• GIVEN INSTRUCTION 1
Reproduce word for word the passage of the article on Cambodian rice and chicken rice soup that begins at the words "Today, as the" and stops after "Thailand and Vietnam.".
• GIVEN INSTRUCTION 2
Write what follows the last sentence of the article on Cambodian rice and chicken rice soup, carrying it on from there.

Today, as the light begins to come up over the banks of the great Mekong River, the kingdom’s lifeblood, rice also dominates the country’s dreams for the future.
In 1978, when Vietnamese troops invaded Cambodia, the ensuing turmoil completely disrupted the nation's agricultural production. Cambodia’s rice exports have, ever since, been dwarfed by those of neighbouring Thailand and Vietnam.
That may be about to change, because in 2010, the government launched an ambitious new plan to boost the country’s economy. “The policy aims to ensure that we grab the rare opportunity to develop Cambodia in the post global financial and economic cataclysm,” said Prime Minister Samdech Hun Sen. It’s name? The Rice Policy. If Cambodia’s rice industry were to reach its full potential, it’s estimated, it could produce 300 million tonnes of milled rice annually, boosting the economy by $600 million. That’s a big dream.
But back to today. As Cambodians wake and shake these dreams from their slumbering limbs, they face a real working day that, too, is likely to revolve around rice. According to a recent report by the New York Times, 80 per cent of the population work on the paddies. Which explains why Da, a Cambodian now transplanted to the urban fringes of London, says that Chicken Rice Soup — or borbo sach moan — runs in her veins.
“I could cook this at five years old,” she says, casting a critical eye over my rice-rinsing as we recreate the soup in my kitchen. “Every Khmer boy or girl knows the recipe. Every family feeds it to people who are feeling unwell.”
“We eat together in my country,” explains Da. “Cambodians are very family orientated. Whether you are a great-granny or a baby, you get together for meals.”
As she talks, I’m reminded of the traditions behind the Jewish chicken soup we cooked last month: of healing; of recipes as vessels for community history; of bringing and binding family together, even in the most difficult situations. Even the base ingredients are familiar: a boiled chicken, its broth and rice. Yet all the while, I am shredding exotic oyster mushrooms and measuring out fish sauce, and I am reminded that, from the confines of my small suburban kitchen, I have travelled half way across the world again.

• ITEMS
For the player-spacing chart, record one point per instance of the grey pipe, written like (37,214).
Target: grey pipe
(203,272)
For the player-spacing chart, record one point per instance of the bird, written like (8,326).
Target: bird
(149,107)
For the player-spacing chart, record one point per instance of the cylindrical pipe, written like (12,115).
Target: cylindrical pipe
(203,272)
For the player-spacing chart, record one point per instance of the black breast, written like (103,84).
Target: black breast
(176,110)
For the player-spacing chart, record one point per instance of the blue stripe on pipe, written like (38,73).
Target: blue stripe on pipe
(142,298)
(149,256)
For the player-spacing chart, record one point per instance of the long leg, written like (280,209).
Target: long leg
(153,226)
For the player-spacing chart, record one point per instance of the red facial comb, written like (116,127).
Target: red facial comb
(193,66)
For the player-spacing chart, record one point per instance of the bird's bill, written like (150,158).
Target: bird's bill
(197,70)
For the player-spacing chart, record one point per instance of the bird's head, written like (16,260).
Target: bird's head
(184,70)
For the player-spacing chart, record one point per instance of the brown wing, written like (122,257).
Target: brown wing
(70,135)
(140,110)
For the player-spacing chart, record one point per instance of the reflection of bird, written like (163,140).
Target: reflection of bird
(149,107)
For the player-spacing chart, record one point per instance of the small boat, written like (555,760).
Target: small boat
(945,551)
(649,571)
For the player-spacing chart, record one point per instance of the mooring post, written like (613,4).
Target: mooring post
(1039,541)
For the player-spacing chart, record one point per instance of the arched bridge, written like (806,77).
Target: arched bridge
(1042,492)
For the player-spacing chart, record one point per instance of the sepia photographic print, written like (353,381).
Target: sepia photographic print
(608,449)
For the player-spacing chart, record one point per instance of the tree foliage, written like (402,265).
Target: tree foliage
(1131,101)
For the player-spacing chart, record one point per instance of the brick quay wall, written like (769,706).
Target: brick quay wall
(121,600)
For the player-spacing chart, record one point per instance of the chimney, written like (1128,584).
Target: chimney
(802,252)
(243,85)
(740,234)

• EXERCISE RESULT 1
Today, as the light begins to come up over the banks of the great Mekong River, the kingdom’s lifeblood, rice also dominates the country’s dreams for the future.
In 1978, when Vietnamese troops invaded Cambodia, the ensuing turmoil completely disrupted the nation's agricultural production. Cambodia’s rice exports have, ever since, been dwarfed by those of neighbouring Thailand and Vietnam.

• EXERCISE RESULT 2
Other guests dribble in and stand to admire Da’s matriarchal authority over the cooking process. Hannah has been to Cambodia, “But I never had food like this,” she says. “You won’t find this recipe in a restaurant,” says Da. “It’s what people cook at home, or eat late at night.”
“It’s different cooking it here,” she admits. For one: “At home, people would cook it over a fire, not on a silly hob.” And then there’s the shopping: “At home, everything would come fresh, fresh, fresh, from the market. You go to a market and buy a chicken – it’s alive in front of you. They have to kill it for you.”
Now, she goes far and wide to find Asian supermarkets and, less exotically, to Asda to buy meat because she thinks their organic range is best. I can’t help thinking it must affect the alchemy of the dish somehow, this sanitization of the shopping ritual, from sensual to soulless.
Da agrees it does make the final dish taste slightly different but she has one secret ingredient up her sleeve, spirited from back home and contained in a tiny pot that emerges from the bottom of her handbag. She unscrews the lid and wafts it, ceremonially, under my nose. It’s pepper, but not as I know it. Spicy, but softly fragrant too. It is Kampot pepper, “the world’s best,” says Da, in tones that brook no argument.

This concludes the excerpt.